● TASK REQUIREMENTS
- 1) From the text on India's FDI inflows, list every country it names as a source of FDI equity flows into India.
- 2) Carry on the text on India's FDI inflows from where it stops.

● TEXT FOR ANALYSIS
--

City-state Singapore has emerged as the top source nation in terms of foreign direct investment (FDI) equity flows into India for the financial year 2021-22.

India received 27.01% of its overall FDI inflows from Singapore, followed by 17.94% from the US in FY22. Mauritius ranked third on the list with 15.98% share in the country's FDI inflows, followed by The Netherlands (7.86%) and Switzerland (7.31%), according to the Ministry of Commerce & Industry.

Despite the ongoing pandemic and global headwinds, India received the highest annual FDI inflows of $84.83 billion in FY22, overtaking last year's FDI by $2.87 billion. Earlier, FDI inflows increased from $74.39 billion in FY20 to $81.97 billion in FY21.

The top five states receiving the highest FDI equity inflows during FY22 are Karnataka (37.55%), Maharashtra (26.26%), Delhi (13.93%), Tamil Nadu (5.10%) and Haryana (4.76%).

At 24.60%, the computer software and hardware sector bagged the highest FDI equity inflows in the previous fiscal, followed by the services sector – which includes finance, banking, insurance and tech among others – at 12.13%. The automobile industry's share in FDI inflows stood at 11.89%.

India is rapidly emerging as a preferred country for foreign investments in the manufacturing sector, the ministry says. FDI equity flows into the manufacturing sector have increased by 76% to $21.34 billion in FY22 compared with $12.09 billion in FY21.

In FY22, FDI was received from 101 countries, whereas, it was reported from 97 countries during FY21.

In India, foreign investments up to 100% is allowed in non-critical sectors through the automatic route, not requiring security clearance from the Ministry of Home Affairs (MHA).

--

● PROVIDED INFORMATION

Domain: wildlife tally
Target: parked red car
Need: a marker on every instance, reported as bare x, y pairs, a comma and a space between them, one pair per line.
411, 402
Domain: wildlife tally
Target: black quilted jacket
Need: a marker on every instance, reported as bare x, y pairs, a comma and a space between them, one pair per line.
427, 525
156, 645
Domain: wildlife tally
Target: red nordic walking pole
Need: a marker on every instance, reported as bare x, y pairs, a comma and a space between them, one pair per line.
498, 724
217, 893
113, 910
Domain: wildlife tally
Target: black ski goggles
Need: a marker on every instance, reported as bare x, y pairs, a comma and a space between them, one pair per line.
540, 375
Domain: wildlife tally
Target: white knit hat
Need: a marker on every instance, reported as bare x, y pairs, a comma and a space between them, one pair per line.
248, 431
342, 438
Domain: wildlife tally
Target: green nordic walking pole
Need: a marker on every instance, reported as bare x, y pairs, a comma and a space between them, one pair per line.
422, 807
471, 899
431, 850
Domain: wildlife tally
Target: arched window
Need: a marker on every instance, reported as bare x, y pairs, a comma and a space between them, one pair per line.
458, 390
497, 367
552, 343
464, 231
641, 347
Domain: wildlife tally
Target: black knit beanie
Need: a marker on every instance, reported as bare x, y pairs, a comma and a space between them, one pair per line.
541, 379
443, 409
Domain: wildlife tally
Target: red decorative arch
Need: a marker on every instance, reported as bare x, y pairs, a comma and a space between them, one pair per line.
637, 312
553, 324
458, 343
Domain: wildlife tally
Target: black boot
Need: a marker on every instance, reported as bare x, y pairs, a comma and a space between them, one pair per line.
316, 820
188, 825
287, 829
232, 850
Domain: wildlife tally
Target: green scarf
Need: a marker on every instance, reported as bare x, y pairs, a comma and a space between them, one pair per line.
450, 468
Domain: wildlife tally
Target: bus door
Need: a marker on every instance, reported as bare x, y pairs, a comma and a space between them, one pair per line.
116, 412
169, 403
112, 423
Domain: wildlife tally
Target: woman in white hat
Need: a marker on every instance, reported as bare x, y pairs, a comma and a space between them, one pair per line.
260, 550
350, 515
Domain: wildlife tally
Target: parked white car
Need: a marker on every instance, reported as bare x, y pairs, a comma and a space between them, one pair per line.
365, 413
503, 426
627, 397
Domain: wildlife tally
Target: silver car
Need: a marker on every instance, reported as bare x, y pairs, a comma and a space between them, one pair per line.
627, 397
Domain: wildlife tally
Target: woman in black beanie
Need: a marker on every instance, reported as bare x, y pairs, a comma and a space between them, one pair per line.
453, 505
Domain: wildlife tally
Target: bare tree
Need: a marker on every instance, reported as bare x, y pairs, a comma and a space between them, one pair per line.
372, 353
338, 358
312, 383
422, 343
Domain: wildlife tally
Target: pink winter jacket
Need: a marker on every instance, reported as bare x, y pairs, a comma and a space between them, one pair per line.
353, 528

--

● SOLVED TASKS
- 1) Singapore, the US, Mauritius, The Netherlands, Switzerland

- 2)
Prior government approval or security clearance from MHA is required for investments in sensitive sectors such as defence, media, telecommunication, satellites, private security agencies, civil aviation and mining, besides any investment from Pakistan and Bangladesh.

The government says it continues to liberalise investment restrictions, eliminate regulatory barriers, nurture international relations and improve business environment. Changes are made in the FDI policy after having consultations with stakeholders including apex industry chambers, associations, representatives of industries and other organisations.

The government has also implemented several reforms under the FDI policy regime across sectors such as insurance, defence, telecom, financial services, pharmaceuticals, retail trading, e-commerce, construction & development, civil aviation, manufacturing etc.

Fortune India last month reported that FDI flows to India declined by 30% from its record level in 2020 to $45 billion in 2021, as per the United Nations Conference on Trade and Development (UNCTAD). However, a flurry of 108 new international project finance deals were announced in the country, compared with an average of 20 in the last 10 years, the trade body said in its World Investment Report 2022.